§ **SUPPLIED PASSAGE**

Multiple Regression Analysis of Canadian COVID-19 Data

  • Created a statistical model in R using COVID-19 and provincial health measures datasets.
  • Model predicts per capita COVID-19 infection rates using predictor variables like rural population percentage and prevalence of COPD and mood disorders.
  • Worked collaboratively with three teammates to formulate the project and present our findings.

Exploratory Data Analysis of Calgary's Traffic Data

  • Analyzed traffic trends in Calgary using data visualizations such as bar charts, treemaps, geospatial visualizations, and more with pandas, matplotlib, geopandas, and plotly.
  • Results could be meaningful for traffic control, policing, insurance, urban planning, municipal budgeting, driver education, medical and emergency services.
  • Worked collaboratively with two teammates to formulate the project and present our findings.

Data Science Coursework

Fall 2020

DATA 601 - Working with Data and Visualization                               A+
Fundamental data science concepts including data organization, data collection, and data cleaning in Python. Includes a review of programming concepts in Python, as well as an introduction to the fundamentals of data visualization and critical thinking with data. Also provides an introduction to data ethics, security, and privacy.
DATA 602 - Statistical Data Analysis                                   A
The foundations of statistical inference including the application of probability models to data, as well as an introduction to simulation-based and classical statistical inference, and the creation of statistical models with R.
DATA 603 - Statistical Modelling with Data                                A+
The creation of complex statistical models, including exposure to multivariate model selection, prediction, the statistical design of experiments and analysis of data in R.
DATA 604 - Big Data Management                                   A+
Data storage and manipulation at both desktop and cloud scales. Introduces core database concepts and provides a practical introduction to both SQL and NoSQL systems. Also introduces parallel and distributed computing concepts including distributed storage and large scale parallel data processing using MapReduce. Design and implementation of new data visualizations to aid analysis, with emphasis on the practical and ethical implications of design and analysis decisions.

Winter 2021

DATA 605 - Actionable Visualization and Analytics                                            A+
Deeper tools, skills, and techniques for collecting, manipulating, visualizing, analyzing, and presenting a number of different common types of data. With a data life-cycle perspective, looks into data elicitation and preparation as well as the actual usage of data in a decision-making context. Introduces techniques for visualizing and supporting the interactive analysis and decision making on large complex datasets. Focus on critical thinking and good analysis practices to avoid cognitive biases when designing, thinking, analyzing, and making decisions based on data.
DATA 606 - Statistical Methods in Data Science                            In Progress
Design of surveys and data collection, bias and efficiency of surveys. Sampling weights and variance estimation. Multi-way contingency tables and introduction to generalized linear models with emphasis on applications.
DATA 607 - Statistical and Machine Learning                              In Progress
Advancement of the linear statistical model including introduction to data transformation methods, classification, model assessment and selection. Exposure to both supervised learning and unsupervised learning.
DATA 608 - Developing Big Data Applications                            In Progress
Provides advanced coverage of tools and techniques for big data management and for processing, mining, and building applications that leverage large datasets. Addresses database and distributed storage design for both SQL and NoSQL systems, and focuses on the application of distributed computing tools to perform data integration, apply machine learning, and build applications that leverage big data.

§ **DATASET EXTRACT**
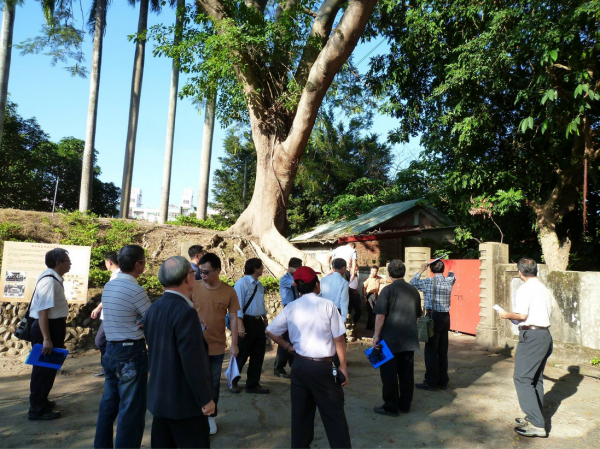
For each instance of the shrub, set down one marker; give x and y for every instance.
(209, 223)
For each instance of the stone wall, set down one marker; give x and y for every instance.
(81, 329)
(575, 310)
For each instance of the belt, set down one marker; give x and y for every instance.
(140, 341)
(323, 359)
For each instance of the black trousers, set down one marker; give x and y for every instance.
(252, 347)
(101, 339)
(533, 350)
(313, 386)
(42, 379)
(355, 305)
(436, 351)
(283, 355)
(398, 378)
(371, 299)
(186, 433)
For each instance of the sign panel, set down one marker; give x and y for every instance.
(23, 262)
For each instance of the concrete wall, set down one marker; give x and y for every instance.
(575, 319)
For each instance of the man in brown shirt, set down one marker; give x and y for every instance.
(370, 293)
(213, 300)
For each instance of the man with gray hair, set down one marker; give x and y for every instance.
(179, 391)
(533, 312)
(125, 362)
(49, 308)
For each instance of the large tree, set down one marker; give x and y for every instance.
(504, 96)
(273, 66)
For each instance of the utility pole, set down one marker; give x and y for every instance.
(55, 192)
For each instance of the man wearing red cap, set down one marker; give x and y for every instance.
(316, 332)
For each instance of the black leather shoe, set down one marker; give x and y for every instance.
(258, 390)
(531, 431)
(425, 386)
(46, 416)
(382, 411)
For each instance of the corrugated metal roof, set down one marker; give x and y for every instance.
(366, 222)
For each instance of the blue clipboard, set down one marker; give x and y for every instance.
(384, 355)
(53, 360)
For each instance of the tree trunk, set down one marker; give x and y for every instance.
(166, 187)
(265, 217)
(8, 25)
(278, 156)
(207, 136)
(134, 108)
(556, 252)
(87, 170)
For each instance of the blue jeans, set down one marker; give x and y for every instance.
(125, 388)
(216, 366)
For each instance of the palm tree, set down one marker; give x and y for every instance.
(97, 22)
(134, 102)
(8, 24)
(207, 137)
(166, 186)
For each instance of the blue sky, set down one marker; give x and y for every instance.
(59, 102)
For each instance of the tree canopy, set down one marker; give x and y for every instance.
(30, 164)
(504, 99)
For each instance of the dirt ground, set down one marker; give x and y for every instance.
(477, 410)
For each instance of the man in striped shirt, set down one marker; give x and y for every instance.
(436, 294)
(125, 362)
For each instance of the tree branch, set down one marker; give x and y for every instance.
(326, 65)
(320, 31)
(245, 73)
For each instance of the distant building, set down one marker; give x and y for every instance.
(139, 212)
(135, 200)
(382, 234)
(187, 202)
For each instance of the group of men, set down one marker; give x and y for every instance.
(179, 343)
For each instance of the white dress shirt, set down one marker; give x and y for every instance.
(533, 299)
(244, 289)
(49, 295)
(335, 288)
(312, 322)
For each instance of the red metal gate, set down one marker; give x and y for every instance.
(464, 303)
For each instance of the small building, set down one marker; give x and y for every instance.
(382, 234)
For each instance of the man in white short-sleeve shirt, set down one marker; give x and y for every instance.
(533, 312)
(316, 333)
(50, 309)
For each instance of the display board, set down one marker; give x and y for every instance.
(23, 262)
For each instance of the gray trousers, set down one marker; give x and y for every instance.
(533, 350)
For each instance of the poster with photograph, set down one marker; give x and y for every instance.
(23, 262)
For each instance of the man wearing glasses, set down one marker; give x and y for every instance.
(213, 300)
(125, 362)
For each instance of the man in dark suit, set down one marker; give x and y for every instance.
(396, 312)
(179, 394)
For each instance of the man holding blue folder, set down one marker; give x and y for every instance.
(397, 310)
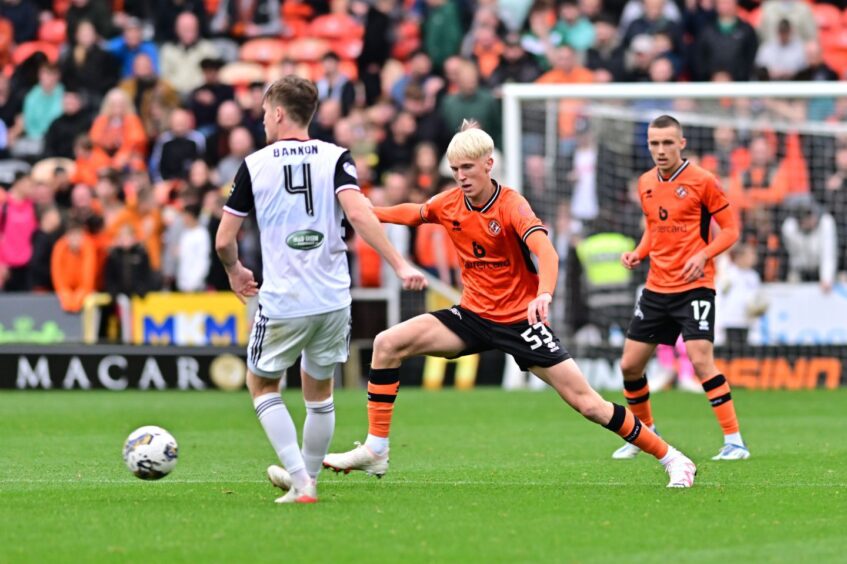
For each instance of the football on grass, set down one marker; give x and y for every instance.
(150, 452)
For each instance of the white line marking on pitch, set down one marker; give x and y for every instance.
(356, 483)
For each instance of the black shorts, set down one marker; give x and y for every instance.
(659, 318)
(534, 345)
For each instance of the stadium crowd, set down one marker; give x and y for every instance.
(123, 122)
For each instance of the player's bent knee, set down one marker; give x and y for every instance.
(592, 409)
(388, 346)
(259, 386)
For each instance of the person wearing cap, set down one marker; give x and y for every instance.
(606, 56)
(573, 27)
(516, 65)
(784, 56)
(208, 97)
(181, 59)
(810, 236)
(652, 23)
(130, 44)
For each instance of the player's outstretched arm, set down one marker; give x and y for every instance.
(359, 214)
(726, 237)
(633, 258)
(401, 214)
(241, 279)
(538, 310)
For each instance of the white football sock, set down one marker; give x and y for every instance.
(379, 445)
(275, 419)
(733, 439)
(317, 433)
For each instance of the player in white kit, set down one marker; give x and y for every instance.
(301, 189)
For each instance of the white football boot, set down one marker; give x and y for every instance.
(360, 458)
(279, 477)
(681, 471)
(730, 451)
(627, 451)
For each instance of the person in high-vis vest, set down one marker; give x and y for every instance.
(608, 283)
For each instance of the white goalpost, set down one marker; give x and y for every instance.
(779, 150)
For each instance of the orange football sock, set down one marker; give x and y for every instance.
(718, 392)
(632, 430)
(383, 384)
(637, 394)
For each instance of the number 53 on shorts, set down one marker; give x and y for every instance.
(538, 335)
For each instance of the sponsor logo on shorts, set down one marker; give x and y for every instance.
(305, 240)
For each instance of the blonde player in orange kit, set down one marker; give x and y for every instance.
(504, 306)
(679, 200)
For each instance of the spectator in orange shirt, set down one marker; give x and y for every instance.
(118, 133)
(146, 219)
(767, 181)
(73, 267)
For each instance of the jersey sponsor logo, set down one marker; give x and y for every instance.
(483, 265)
(675, 228)
(494, 227)
(638, 313)
(304, 240)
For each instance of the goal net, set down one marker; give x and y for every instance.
(779, 150)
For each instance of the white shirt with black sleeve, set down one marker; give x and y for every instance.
(293, 185)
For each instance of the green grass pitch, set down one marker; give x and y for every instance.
(484, 476)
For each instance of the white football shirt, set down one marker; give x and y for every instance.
(293, 185)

§ **PROBLEM 1**
Reproduce the portfolio text word for word, from "DATA 602 - Statistical" through "models with R.", inclusive.
§ **PROBLEM 2**
In the portfolio text, what grade is listed for DATA 602 - Statistical Data Analysis?

§ **WRITTEN SOLUTION 1**
DATA 602 - Statistical Data Analysis                                   A
The foundations of statistical inference including the application of probability models to data, as well as an introduction to simulation-based and classical statistical inference, and the creation of statistical models with R.

§ **WRITTEN SOLUTION 2**
A